▶ [SET EXERCISE]:
Copy the records from the beginning through the line containing "577 98 655 126", substituting "spectacles" for "eyeglasses" and changing nothing else.

▶ [EXTRACTED INFORMATION]:

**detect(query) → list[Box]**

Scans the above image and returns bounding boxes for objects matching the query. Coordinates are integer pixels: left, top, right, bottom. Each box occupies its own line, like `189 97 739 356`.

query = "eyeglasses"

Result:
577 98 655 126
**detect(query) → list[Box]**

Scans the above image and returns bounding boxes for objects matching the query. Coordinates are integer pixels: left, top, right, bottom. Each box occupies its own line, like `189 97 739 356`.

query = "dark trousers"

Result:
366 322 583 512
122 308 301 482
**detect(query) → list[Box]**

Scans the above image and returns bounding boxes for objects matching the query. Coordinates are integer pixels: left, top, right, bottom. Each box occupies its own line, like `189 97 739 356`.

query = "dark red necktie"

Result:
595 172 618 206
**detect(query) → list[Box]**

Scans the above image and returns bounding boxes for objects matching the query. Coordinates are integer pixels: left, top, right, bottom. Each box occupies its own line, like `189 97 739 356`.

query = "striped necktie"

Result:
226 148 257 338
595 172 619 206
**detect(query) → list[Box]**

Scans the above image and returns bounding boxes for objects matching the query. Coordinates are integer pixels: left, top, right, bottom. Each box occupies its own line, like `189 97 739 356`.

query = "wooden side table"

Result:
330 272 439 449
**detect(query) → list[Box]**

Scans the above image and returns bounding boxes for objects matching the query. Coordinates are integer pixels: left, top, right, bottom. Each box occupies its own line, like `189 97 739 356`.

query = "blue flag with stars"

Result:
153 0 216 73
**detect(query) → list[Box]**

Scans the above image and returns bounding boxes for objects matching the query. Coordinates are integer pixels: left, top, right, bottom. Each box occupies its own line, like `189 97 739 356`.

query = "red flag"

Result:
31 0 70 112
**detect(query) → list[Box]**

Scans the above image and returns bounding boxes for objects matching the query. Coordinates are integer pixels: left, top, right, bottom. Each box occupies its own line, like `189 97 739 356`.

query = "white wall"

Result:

▶ [CORRECT RESULT]:
**detect(query) → list[Box]**

Scans the above image and returns bounding boxes for objects matching the query. Coordinates are integer pixels: left, top, right, bottom. Each box occupies its own line, like `189 97 739 356`.

query = "spectacles"

Result:
577 98 655 126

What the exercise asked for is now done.